- _WRITTEN EXERCISE_
Reproduce all entries verbatim, with nothing added or dropped.
- - - - -
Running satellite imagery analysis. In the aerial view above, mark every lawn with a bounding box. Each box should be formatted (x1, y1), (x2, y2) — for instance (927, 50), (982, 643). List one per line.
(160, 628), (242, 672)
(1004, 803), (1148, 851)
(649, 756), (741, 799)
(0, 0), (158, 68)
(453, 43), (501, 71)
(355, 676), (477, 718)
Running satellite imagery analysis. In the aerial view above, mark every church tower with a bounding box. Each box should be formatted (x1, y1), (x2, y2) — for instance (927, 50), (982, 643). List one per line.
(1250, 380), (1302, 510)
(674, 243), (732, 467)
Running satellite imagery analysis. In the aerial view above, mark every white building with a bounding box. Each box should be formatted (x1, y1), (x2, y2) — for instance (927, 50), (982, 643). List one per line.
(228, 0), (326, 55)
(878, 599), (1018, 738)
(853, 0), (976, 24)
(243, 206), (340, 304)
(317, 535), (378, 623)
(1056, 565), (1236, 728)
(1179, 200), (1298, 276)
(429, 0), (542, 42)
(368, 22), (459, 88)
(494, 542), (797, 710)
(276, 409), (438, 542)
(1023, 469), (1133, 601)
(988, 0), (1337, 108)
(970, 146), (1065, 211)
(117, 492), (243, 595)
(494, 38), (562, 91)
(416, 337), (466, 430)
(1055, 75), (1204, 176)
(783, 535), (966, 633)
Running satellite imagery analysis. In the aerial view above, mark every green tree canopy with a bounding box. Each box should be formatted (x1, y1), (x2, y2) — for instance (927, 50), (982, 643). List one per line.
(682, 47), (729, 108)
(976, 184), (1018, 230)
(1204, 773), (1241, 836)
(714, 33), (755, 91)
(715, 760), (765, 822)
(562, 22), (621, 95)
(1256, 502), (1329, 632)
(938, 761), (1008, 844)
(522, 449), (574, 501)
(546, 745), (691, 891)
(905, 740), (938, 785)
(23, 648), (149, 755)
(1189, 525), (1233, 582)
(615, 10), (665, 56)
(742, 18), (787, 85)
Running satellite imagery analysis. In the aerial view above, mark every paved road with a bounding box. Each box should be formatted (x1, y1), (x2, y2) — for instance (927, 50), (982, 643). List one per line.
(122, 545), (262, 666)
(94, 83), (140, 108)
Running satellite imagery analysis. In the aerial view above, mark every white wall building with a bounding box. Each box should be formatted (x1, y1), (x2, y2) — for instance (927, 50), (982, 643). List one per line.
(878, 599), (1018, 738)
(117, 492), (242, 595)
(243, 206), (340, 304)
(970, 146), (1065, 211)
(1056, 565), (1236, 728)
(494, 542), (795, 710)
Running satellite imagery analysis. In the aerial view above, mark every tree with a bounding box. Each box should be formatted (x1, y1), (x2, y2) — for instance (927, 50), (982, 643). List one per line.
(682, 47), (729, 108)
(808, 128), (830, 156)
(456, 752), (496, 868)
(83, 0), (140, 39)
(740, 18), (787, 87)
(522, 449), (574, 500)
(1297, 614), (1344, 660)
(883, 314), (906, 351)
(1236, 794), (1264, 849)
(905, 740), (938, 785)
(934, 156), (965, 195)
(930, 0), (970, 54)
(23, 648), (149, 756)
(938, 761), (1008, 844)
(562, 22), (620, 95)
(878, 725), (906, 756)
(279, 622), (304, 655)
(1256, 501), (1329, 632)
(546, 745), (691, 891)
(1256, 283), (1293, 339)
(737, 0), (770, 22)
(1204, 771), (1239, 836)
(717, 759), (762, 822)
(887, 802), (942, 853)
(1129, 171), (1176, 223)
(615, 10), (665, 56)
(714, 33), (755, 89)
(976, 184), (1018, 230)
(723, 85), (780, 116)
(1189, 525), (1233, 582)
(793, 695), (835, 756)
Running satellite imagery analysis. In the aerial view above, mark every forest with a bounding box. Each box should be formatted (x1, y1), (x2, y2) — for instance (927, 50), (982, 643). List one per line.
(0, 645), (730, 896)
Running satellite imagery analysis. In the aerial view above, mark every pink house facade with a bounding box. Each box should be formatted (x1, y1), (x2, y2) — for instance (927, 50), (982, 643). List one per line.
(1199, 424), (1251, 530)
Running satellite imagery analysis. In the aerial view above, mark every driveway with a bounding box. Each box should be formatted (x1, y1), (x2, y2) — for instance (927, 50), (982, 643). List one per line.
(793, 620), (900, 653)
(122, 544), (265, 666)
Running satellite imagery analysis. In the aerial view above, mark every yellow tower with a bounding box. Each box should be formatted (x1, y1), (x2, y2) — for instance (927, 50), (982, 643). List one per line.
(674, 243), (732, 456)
- - - - -
- _EXERCISE SOLUTION_
Running satellite imagery analysis. In the aerial view above, mark every lawn with a bounding box. Each box should be formatted (x1, y1), (x2, y2) — for instance (927, 50), (982, 643). List one per line.
(160, 628), (242, 672)
(1004, 803), (1148, 851)
(649, 756), (741, 799)
(0, 0), (158, 68)
(453, 43), (501, 71)
(355, 676), (477, 718)
Running satellite imagery analysis. In the aerial view above, mark every church tower with a bounding box. Each box should be formatted (x1, y1), (x2, y2) — for instance (927, 50), (982, 643). List one per line.
(1250, 380), (1302, 510)
(674, 243), (732, 467)
Running satellite imagery analysis. In the aerial view above, mark every white building with a bounding box. Each box should be formatted (x1, y1), (x2, y2) — for instance (927, 50), (982, 643). List one per line.
(228, 0), (326, 55)
(878, 599), (1018, 738)
(853, 0), (976, 24)
(243, 206), (340, 304)
(317, 535), (378, 623)
(1056, 565), (1236, 728)
(1179, 200), (1298, 276)
(429, 0), (542, 42)
(368, 22), (459, 88)
(494, 542), (797, 710)
(276, 409), (438, 542)
(1023, 469), (1133, 601)
(988, 0), (1337, 108)
(970, 146), (1065, 211)
(117, 492), (243, 595)
(494, 38), (562, 91)
(416, 337), (466, 430)
(1055, 75), (1204, 176)
(783, 535), (966, 633)
Running satellite imagery analysis. In the aerial view above, mark every green tree canopy with a bounding box. Each box should be formatted (x1, y1), (x2, y2) — for instance (927, 50), (982, 643). List one per line.
(682, 47), (729, 108)
(976, 184), (1018, 230)
(1204, 773), (1241, 836)
(714, 33), (755, 91)
(715, 760), (765, 822)
(562, 22), (621, 95)
(1256, 502), (1329, 632)
(938, 761), (1008, 844)
(522, 449), (574, 501)
(546, 745), (691, 891)
(905, 740), (938, 785)
(23, 648), (149, 755)
(1189, 525), (1233, 582)
(615, 10), (665, 56)
(742, 18), (787, 85)
Running satellite imagery analysis. In the aerial view above, mark every paved road with a bounding box. Each box should be formatted (x1, y1), (x2, y2) — for instance (927, 50), (982, 643). List one per line.
(122, 545), (262, 666)
(94, 83), (140, 108)
Running satellite imagery analysis. In the aerial view above, mark every white wall building with a bounding box. Each box should be formatted (x1, y1), (x2, y2) — for instance (927, 50), (982, 643). List one per line.
(878, 599), (1018, 738)
(117, 492), (242, 595)
(243, 206), (340, 304)
(970, 146), (1065, 211)
(1056, 565), (1236, 728)
(494, 542), (795, 710)
Running satellite imagery analysis. In the aerial view above, mark every tree with a bounding box. Each box should be formatted (x1, y1), (x2, y2) — for instance (927, 50), (982, 643). List one per line.
(682, 47), (729, 108)
(808, 128), (830, 156)
(456, 752), (496, 868)
(83, 0), (140, 39)
(740, 18), (787, 87)
(522, 449), (574, 500)
(1297, 614), (1344, 660)
(883, 314), (906, 351)
(1236, 794), (1264, 849)
(905, 740), (938, 785)
(934, 156), (965, 195)
(930, 0), (970, 54)
(23, 648), (149, 756)
(938, 761), (1008, 844)
(562, 22), (620, 95)
(878, 725), (906, 756)
(279, 622), (304, 655)
(1256, 501), (1329, 632)
(546, 745), (691, 891)
(1256, 283), (1293, 339)
(737, 0), (770, 22)
(1204, 771), (1239, 836)
(717, 759), (762, 822)
(887, 802), (942, 853)
(1129, 171), (1176, 223)
(615, 10), (665, 56)
(714, 33), (755, 89)
(976, 184), (1018, 230)
(723, 85), (780, 116)
(1189, 525), (1233, 582)
(793, 695), (835, 756)
Running satellite imagery analysis. In the aerial view above, mark every forest with a bounding box. Each box should be formatted (x1, y1), (x2, y2) — for instance (927, 50), (982, 643). List one per line.
(0, 645), (730, 896)
Running satellite imagery analysis. In the aerial view above, mark every pink house facade with a bounding box. Each box should be formatted (x1, y1), (x2, y2) — for instance (927, 50), (982, 643). List one per line.
(1199, 424), (1251, 530)
Running satellite imagery analysis. In the aerial view above, mark every driveway with a bounding box. Each box should be formatted (x1, y1), (x2, y2) — for instance (927, 50), (982, 643). List one per line.
(793, 620), (900, 653)
(122, 544), (265, 666)
Running satellite imagery analysis. In the aerial view above, mark every yellow tower with a bounding box. Each box should be formatted (x1, y1), (x2, y2) — for instance (927, 50), (982, 643). List one per line.
(674, 243), (732, 456)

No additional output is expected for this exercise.